### Task requirements
**a)** According to the abstract on ensemble learning for visual recognition, why is a large variety of visual-based applications emerging? Answer in one to three sentences.
**b)** In the abstract on ensemble learning for visual recognition, what does the third dimension of the proposed 3D-ECOC matrix correspond to?

Ensemble Learning for Visual Recognition
Abstract
Due to the widespread availability of affordable mobile cameras and popularity of social networking, a large variety of visual-based applications are emerging. These diverse applications have attracted many researchers and high-profile companies around the world, and led to the development of a wide range of approaches for visual content analysis. In the last two decades, a large number of methodologies have been proposed for enhanced classification of images and videos. However, the potential improvement in visual data classification through classifier fusion by ensemble-based methods has remained relatively unstudied.
In this dissertation, we present new ensemble classification models and propose the employment of such models for some challenging visual recognition tasks, including both image classification and human action recognition. First, we present a unifying framework for multiple classifier systems, which unites most classification methods by an ensemble of classifiers. Following this perspective, we propose a new general approach to ensemble classification, named generic subclass ensemble.
Then, we focus on the subclass approach, specifically on Error Correcting Output Codes (ECOC). We propose a subspace approach to ECOC by defining a 3D-ECOC matrix, where the third dimension corresponds to the feature space. Also, Genetic Algorithm is employed for a highly discriminative design of an application-dependent subspace ECOC.
Then, the ensemble approach is utilized for action recognition using depth data; and present three new methods that improve the classification of depth-based action videos. First, we address two action recognition problems using skeleton data; and propose the use of an ensemble framework based on the Dempster-Shafer fusion of classifiers. In the second method, a new class of SVM that is applicable to trajectory classification, such as action recognition, is developed by incorporating two efficient time-series distances measures into the kernel function. The third method is based on the well-known Bag of Visual Words (BoVW) framework: we propose a new coding algorithm by jointly encoding the set of local descriptors of each sample and considering the locality structure of descriptors. In this model, two classifiers are trained using both skeleton and depth feature sets, and then combined. Experimental comparison of the proposed methodologies shows the superiority of our methods compared to the state-of-the-art.

### Input data
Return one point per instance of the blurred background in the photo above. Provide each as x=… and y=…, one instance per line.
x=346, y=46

### Response list
**a)** The abstract credits the widespread availability of affordable mobile cameras and the popularity of social networking.

**b)** The feature space.